Aim: Reproduce all of the data below without alteration; exclude every picture.

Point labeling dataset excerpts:

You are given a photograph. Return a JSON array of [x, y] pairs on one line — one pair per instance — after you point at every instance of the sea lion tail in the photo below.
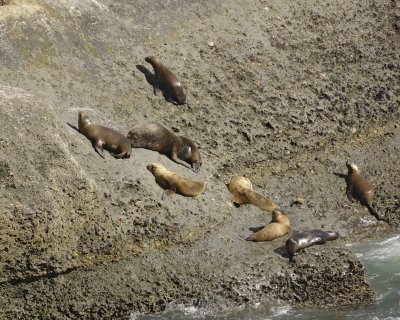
[[375, 213]]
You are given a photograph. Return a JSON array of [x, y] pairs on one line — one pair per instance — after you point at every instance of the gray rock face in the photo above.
[[287, 93]]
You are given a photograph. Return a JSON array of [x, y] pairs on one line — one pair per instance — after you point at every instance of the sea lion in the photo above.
[[243, 193], [102, 137], [278, 227], [154, 136], [358, 187], [167, 82], [300, 240], [173, 183]]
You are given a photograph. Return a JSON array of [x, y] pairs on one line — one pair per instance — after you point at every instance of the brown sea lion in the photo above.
[[173, 183], [154, 136], [102, 137], [300, 240], [167, 82], [278, 227], [243, 193], [358, 187]]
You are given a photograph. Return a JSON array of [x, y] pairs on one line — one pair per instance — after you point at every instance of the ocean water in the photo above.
[[382, 263]]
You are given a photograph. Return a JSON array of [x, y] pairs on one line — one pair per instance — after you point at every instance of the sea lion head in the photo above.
[[196, 160], [83, 120], [190, 154], [352, 167], [156, 168]]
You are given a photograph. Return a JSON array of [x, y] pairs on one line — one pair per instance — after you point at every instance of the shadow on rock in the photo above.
[[150, 78]]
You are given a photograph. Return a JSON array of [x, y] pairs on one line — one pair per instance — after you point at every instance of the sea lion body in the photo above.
[[103, 137], [358, 187], [278, 227], [301, 240], [242, 190], [167, 82], [155, 137], [173, 183]]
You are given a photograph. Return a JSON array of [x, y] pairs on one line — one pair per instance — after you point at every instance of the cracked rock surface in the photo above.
[[287, 92]]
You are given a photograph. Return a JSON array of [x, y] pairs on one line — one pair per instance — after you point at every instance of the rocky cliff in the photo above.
[[283, 92]]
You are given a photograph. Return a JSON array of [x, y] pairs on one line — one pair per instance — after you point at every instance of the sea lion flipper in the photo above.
[[175, 158], [167, 193], [349, 193], [99, 148]]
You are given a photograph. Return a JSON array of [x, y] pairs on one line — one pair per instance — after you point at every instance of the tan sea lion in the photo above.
[[167, 82], [243, 193], [154, 136], [300, 240], [278, 227], [172, 183], [102, 137], [358, 187]]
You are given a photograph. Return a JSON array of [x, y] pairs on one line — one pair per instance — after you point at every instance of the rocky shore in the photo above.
[[282, 92]]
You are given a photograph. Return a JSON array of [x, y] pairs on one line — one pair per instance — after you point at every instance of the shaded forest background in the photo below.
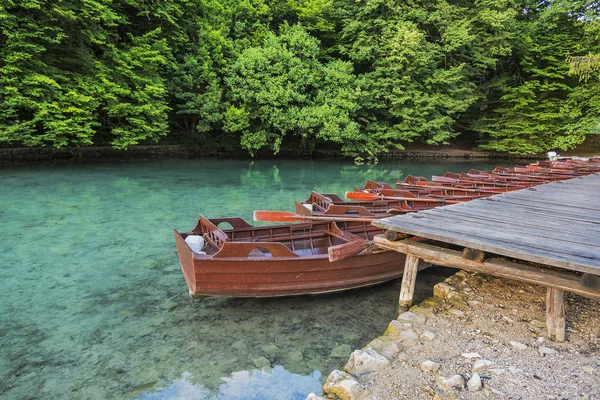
[[360, 76]]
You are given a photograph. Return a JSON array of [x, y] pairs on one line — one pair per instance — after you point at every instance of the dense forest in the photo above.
[[360, 76]]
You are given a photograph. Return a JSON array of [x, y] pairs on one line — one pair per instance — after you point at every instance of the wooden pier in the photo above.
[[552, 225]]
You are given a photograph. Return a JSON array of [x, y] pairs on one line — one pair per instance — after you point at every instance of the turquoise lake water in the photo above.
[[93, 304]]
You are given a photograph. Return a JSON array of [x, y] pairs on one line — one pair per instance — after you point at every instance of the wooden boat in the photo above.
[[332, 205], [281, 260]]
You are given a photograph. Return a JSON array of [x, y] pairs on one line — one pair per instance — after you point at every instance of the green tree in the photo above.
[[535, 105], [420, 63], [281, 89]]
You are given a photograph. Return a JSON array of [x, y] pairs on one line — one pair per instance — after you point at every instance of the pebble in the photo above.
[[344, 386], [518, 345], [411, 318], [546, 351], [499, 392], [588, 369], [442, 290], [455, 381], [474, 384], [456, 312], [471, 355], [429, 366], [408, 337], [537, 323], [481, 365], [496, 371]]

In response:
You are given a photograph. Return a JSON array of [x, y] pairs on one line — one pair per instance — after you point at every instance of the sea lion tail in the photo below.
[[375, 213]]
You are given a photograph. Return a JSON array of [x, y] pairs on one line — one pair per instance — after you point at every instance of the gray rock face in the photo above.
[[287, 93]]
You are given a photograph. Return a JSON array of [x, y] pairs on one line — one pair per instance — after you point at every instance of the sea lion in the photo above.
[[243, 193], [102, 137], [278, 227], [154, 136], [358, 187], [167, 82], [300, 240], [173, 183]]
You are given a photograph. Return a JSON array of [x, y] pairs on one line — one pair per instance — after you point at every instance of the brown sea lion in the photo above.
[[173, 183], [154, 136], [102, 137], [300, 240], [167, 82], [278, 227], [243, 193], [358, 187]]
You are given a photograph. Return a JSON array of [x, y] pairs on one line — one pair per instance — after you point at every instance of the ocean water in the photo above.
[[382, 263]]
You are given a photograph. Return a JSON array of [x, y] pairs on one line — one pair per instance — after you point at every instance of the sea lion head in the photo above.
[[196, 160], [83, 120], [190, 154], [352, 167], [156, 168]]
You are given a photograph. Return a JSON array of [x, y] pairs on one line — one pair per instance — after you point at every instance of the shadow on rock in the photo above.
[[150, 78]]
You are given a photograph. Return a JSON array of [x, y] pairs on one line — one pair per instance — after you point at every instance of the sea lion body in the photo above.
[[103, 137], [358, 187], [278, 227], [301, 240], [242, 190], [167, 82], [155, 137], [173, 183]]
You are given a photograph. Return a JSON array of [x, y] pairs on one line — one pair per instance — after you point at every instance of the cracked rock surface in the photo above.
[[287, 92]]
You are given a photograph. Return a JSON array of [x, y] pairs on one line — one pair per instance — after you point at every instance of the rocky cliff in the photo above.
[[283, 92]]
You are given a photograph. Return a JSON array of [x, y] pairs on one line — one pair per instance — after you point at every instance of the sea lion flipper in the photo above.
[[175, 158], [167, 193], [349, 193], [99, 148]]
You are given a photograph. Return a JSON array of [x, y] pairs on one line — one pair per instance — after you point at every instance of the tan sea lion in the photo above.
[[167, 82], [243, 193], [154, 136], [300, 240], [278, 227], [172, 183], [102, 137], [358, 187]]
You are given a photograph. Return a JSON array of [x, y] pairs on one line — one pair per instance — after you point at every instance of the rocky shore in the photo above.
[[282, 92]]
You are given a photograph. Return a JSON array of [x, y] pairs on one line — one pair per instance — after you point at every instance of the shaded forest background in the photo below.
[[360, 76]]
You are given a photograph. Return a JSON array of [x, y] pairs on one line — one pair per instance — after you point at every instance of the dense forest in the photo above.
[[360, 76]]
You are given a photograph. Return a JSON array of [x, y] pairs on one line — one pair per instance — after you point at every instance of the wooden pier in the photo above.
[[552, 225]]
You are given a photograph. Return a JSON array of [x, y] pairs on one line — one pair per instance — after you point at every instance of the turquoise lake water in the photo above.
[[93, 304]]
You are given a photograph. Return a JSON array of [x, y] pairs on one line — one pair per instance — after you point at every instance of the wooden boat in the photo above.
[[332, 205], [281, 260]]
You are given a photograph. Return a JSON array of [x, y] pairs on one line — one pair per instance — after you point at every instance of the green tree in the photo above.
[[535, 105], [420, 63], [281, 89]]
You are given a photograph. Return a JSON array of [x, y] pairs on one line — one pair per instance — after you point at every instance of the pebble in the photo above.
[[344, 386], [518, 345], [411, 318], [546, 351], [499, 392], [588, 369], [442, 290], [455, 381], [474, 384], [456, 312], [471, 355], [429, 366], [408, 337], [537, 323], [481, 365], [496, 371]]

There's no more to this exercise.